WHAT IS REQUIRED: Output every line of the entries from the line containing "Keypoint placement: for each instance of the train carriage" through the last, exactly, with no other content.

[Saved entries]
* BEGIN *
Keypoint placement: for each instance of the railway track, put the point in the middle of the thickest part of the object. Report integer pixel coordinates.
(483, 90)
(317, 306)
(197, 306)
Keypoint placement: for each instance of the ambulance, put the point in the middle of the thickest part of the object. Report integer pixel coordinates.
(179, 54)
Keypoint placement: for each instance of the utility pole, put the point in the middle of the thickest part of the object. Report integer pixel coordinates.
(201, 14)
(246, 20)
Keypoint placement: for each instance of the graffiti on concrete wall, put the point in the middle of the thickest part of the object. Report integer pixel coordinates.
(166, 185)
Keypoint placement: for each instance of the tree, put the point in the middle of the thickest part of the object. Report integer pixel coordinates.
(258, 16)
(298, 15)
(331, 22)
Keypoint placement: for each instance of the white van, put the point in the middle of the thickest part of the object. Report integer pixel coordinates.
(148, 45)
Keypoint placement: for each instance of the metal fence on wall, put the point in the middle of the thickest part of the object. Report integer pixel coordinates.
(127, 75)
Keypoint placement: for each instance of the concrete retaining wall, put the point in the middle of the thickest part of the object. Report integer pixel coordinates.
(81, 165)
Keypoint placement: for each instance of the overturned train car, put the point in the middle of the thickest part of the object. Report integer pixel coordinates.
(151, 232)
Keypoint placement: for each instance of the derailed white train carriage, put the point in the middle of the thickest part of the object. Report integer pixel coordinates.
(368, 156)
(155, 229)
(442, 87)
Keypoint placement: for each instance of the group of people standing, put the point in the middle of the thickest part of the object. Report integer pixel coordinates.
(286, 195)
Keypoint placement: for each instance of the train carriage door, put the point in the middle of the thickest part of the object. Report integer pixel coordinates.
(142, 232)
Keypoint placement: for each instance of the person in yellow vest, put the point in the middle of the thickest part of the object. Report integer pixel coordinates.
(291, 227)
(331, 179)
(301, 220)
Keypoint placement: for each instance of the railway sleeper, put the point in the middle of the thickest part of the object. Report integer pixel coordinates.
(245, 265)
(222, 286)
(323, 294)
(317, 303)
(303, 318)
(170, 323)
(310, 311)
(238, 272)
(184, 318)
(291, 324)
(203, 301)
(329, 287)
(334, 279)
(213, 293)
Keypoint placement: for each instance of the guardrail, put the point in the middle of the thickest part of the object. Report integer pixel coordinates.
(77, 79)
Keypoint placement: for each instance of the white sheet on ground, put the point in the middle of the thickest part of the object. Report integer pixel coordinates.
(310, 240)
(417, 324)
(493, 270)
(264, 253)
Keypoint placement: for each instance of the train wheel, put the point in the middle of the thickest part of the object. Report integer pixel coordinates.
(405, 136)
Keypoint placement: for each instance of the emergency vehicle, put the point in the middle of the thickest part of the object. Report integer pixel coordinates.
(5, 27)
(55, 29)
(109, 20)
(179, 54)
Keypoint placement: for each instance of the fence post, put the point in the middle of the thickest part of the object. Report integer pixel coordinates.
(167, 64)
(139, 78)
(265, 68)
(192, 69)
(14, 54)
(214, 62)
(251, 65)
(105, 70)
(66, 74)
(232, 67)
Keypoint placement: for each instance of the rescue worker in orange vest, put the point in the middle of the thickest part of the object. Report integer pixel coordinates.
* END *
THE COMPLETED TASK:
Keypoint placement: for each instance of the train carriage door, put the point in the middle of the thickest part of the object. Report integer pixel coordinates.
(142, 232)
Keypoint placement: for each instance of the person in yellow vest, put the point in the middle of the thickest part of the object. Report integer pixel coordinates.
(291, 227)
(331, 179)
(301, 220)
Keypoint placement: for each instance of the railway sleeper, put the point in the middle of the thickest part of the object. Report integer pixel coordinates.
(245, 265)
(222, 286)
(323, 294)
(317, 303)
(303, 318)
(170, 323)
(310, 311)
(238, 272)
(184, 318)
(291, 324)
(203, 301)
(329, 287)
(334, 279)
(213, 293)
Keypoint placement: for each instance of the guardrail, put the point in the middle of the thickest part of the object. Report integer pixel coordinates.
(77, 79)
Keypoint placement: for each instance of the white sheet on ground, put the point in the middle of the thickest part of the object. Report integer pixel coordinates.
(310, 240)
(417, 324)
(493, 270)
(264, 253)
Keypoint placement: for each instance of the train wheel, put the point in the middle of the thickest part of the object. Report integer pixel coordinates.
(405, 136)
Keypoint placement: for each instance of the emergency vehicle, put the point in the middle of the thickest part of the object. Report integer pixel coordinates.
(5, 27)
(55, 29)
(109, 20)
(179, 54)
Keypoint placement: for each instance of the fence post, put the point in the middle of the thickest part of the object. Report integer pixel coordinates.
(167, 64)
(139, 78)
(265, 68)
(192, 69)
(14, 54)
(214, 62)
(251, 65)
(105, 70)
(66, 74)
(232, 67)
Keypoint placement: for each instance of the rescue worker in orange vest, put the point in the middle of the thickest part of the object. Report integer pixel coordinates.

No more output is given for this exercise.